Only the lines from the top of the following listing through the line with "Target: woman's face" belong in your answer, exactly as written.

▶ **Exercise data**
--

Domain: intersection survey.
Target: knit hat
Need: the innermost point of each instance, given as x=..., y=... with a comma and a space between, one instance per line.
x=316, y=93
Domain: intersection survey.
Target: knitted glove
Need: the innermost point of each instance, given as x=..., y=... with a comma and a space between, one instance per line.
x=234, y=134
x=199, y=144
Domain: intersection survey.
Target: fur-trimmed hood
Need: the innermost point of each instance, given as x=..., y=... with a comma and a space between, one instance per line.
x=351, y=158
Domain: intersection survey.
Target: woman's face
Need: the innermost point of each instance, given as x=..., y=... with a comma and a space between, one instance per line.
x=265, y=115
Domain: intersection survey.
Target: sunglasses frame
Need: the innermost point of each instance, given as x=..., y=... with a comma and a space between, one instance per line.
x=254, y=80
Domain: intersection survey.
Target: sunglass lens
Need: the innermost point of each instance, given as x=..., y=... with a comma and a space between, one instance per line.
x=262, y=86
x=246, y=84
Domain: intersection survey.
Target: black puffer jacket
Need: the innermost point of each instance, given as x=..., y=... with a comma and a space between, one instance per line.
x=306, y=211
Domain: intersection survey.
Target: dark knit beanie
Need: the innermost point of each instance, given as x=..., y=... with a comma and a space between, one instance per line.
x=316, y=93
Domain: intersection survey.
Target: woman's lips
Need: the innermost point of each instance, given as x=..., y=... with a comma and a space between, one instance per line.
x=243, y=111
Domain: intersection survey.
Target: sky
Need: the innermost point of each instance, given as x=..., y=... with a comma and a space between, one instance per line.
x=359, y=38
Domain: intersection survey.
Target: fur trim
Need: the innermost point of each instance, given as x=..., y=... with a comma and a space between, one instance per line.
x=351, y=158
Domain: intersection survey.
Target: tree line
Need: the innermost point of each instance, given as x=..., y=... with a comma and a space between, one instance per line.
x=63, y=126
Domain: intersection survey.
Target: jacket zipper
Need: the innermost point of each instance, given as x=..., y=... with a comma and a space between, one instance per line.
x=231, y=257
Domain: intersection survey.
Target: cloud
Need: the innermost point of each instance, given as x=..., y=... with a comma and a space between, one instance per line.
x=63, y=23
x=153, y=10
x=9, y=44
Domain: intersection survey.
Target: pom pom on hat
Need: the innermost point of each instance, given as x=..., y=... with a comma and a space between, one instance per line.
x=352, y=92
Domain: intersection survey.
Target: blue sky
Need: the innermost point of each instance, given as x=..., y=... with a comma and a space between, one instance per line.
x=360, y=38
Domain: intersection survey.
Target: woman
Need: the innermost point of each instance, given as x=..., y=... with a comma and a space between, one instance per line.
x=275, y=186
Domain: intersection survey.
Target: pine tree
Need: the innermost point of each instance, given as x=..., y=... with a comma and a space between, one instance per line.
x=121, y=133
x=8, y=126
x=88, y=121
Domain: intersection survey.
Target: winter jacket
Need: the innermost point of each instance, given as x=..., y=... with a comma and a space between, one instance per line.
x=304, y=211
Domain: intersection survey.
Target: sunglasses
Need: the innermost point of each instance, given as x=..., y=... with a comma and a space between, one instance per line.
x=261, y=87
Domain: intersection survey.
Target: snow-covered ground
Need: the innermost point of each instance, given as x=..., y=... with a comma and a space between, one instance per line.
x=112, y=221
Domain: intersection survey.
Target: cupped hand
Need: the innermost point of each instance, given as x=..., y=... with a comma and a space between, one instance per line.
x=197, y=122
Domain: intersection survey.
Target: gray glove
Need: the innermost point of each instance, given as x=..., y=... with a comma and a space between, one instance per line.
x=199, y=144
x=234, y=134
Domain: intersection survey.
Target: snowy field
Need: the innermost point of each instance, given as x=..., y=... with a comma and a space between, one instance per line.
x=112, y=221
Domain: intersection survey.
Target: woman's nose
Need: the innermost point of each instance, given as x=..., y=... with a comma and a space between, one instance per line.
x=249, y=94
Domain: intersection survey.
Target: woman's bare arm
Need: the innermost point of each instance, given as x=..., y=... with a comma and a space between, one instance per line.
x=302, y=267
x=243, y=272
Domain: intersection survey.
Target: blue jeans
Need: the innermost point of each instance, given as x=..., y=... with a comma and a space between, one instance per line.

--

▶ **Solution to this task**
Domain: intersection survey.
Target: knit hat
Need: the innermost point of each instance, given as x=..., y=... with a comma and a space between, one instance per line.
x=316, y=93
Domain: intersection survey.
Target: knitted glove
Need: the innermost point of each instance, given as x=..., y=... with a comma and a space between, one instance per line.
x=234, y=134
x=199, y=144
Domain: intersection survey.
Target: fur-trimmed hood
Need: the innermost point of each instance, given as x=..., y=... with a comma and a space between, one instance per line.
x=351, y=158
Domain: intersection survey.
Target: woman's face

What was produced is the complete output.